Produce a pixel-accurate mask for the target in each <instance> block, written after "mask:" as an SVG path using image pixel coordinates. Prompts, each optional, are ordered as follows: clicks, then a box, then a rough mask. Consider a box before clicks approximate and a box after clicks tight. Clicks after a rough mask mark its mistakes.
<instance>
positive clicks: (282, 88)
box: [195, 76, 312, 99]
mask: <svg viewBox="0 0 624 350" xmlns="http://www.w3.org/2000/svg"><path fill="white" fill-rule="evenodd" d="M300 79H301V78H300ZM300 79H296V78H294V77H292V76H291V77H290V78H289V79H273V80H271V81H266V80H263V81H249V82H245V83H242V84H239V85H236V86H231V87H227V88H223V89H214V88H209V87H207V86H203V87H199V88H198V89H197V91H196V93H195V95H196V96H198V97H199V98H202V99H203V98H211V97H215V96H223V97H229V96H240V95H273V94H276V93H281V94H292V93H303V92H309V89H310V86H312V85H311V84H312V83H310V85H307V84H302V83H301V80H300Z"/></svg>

_Required work_. Find every line in the records that holds the word "instance", then state the count alone.

_Task result_. 2